## EXTRAHIERTER TEXT
===

Die Nürnberger Grundsätze, die von der Völkerrechtskommission in Form von sieben Prinzipien dargestellt wurden, lassen sich in drei Hauptpunkten zusammenfassen:

  • Personen können für internationale Verbrechen aufgrund des Völkerrechts strafrechtlich zur Verantwortung gezogen werden.
  • Weder Landesrecht noch die Immunität von Staatenvertretern oder Handeln auf Befehl können eine strafrechtliche Verantwortlichkeit für internationale Verbrechen hindern.
  • Als internationale Verbrechen sind nach Völkerrecht strafbar: das Verbrechen gegen den Frieden, Kriegsverbrechen, Verbrechen gegen die Menschlichkeit.

===

## BEREITGESTELLTES MATERIAL
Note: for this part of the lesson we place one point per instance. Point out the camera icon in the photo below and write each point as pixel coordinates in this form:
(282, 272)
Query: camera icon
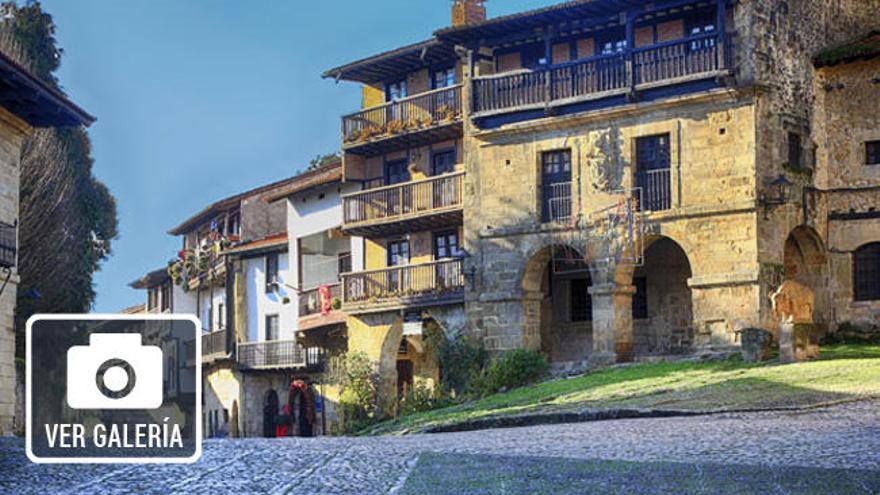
(114, 372)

===

## AUFGABEN
- a) Auf welcher rechtlichen Grundlage können Personen laut dem Text über die Nürnberger Grundsätze für internationale Verbrechen strafrechtlich zur Verantwortung gezogen werden?
- b) Führen Sie den Text über die Nürnberger Grundsätze nach seinem letzten Satz weiter.

## ERWARTETE ANTWORTEN
- a) Die strafrechtliche Verantwortung von Personen für internationale Verbrechen beruht auf dem Völkerrecht. Landesrecht, die Immunität von Staatenvertretern oder Handeln auf Befehl können diese Verantwortung nicht verhindern.

- b)
Damit waren für eine internationale Gesellschaft, die sich aus gleichberechtigten souveränen Staaten zusammensetzt, elementare Grundwerte für eine Friedensordnung abgesteckt. Der unmittelbare Zugriff auf die verantwortlichen Einzelpersonen markierte eine grundlegende Veränderung im Völkerrecht. Es war ein kompliziertes Geflecht von staatlicher Souveränität, völkerrechtlicher Verantwortlichkeit und individueller strafrechtlicher Verantwortlichkeit bei internationalen Verbrechen geschaffen worden. In Nürnberg wurden nicht nur einzelne kriminelle Handlungen bestraft, sondern bloßgelegt, daß diese Verbrechen nach innen und außen Systemcharakter hatten, planmäßig mit Hilfe des Staates begangen wurden und sich gegen das friedliche Zusammenleben gleichberechtigter Völker richteten. In Zukunft Verbrechen zu verhindern bzw. zu ahnden, die sich gegen das friedliche Zusammenleben gleichberechtigter Völker richten, war der normative Auftrag der Nürnberger Prinzipien.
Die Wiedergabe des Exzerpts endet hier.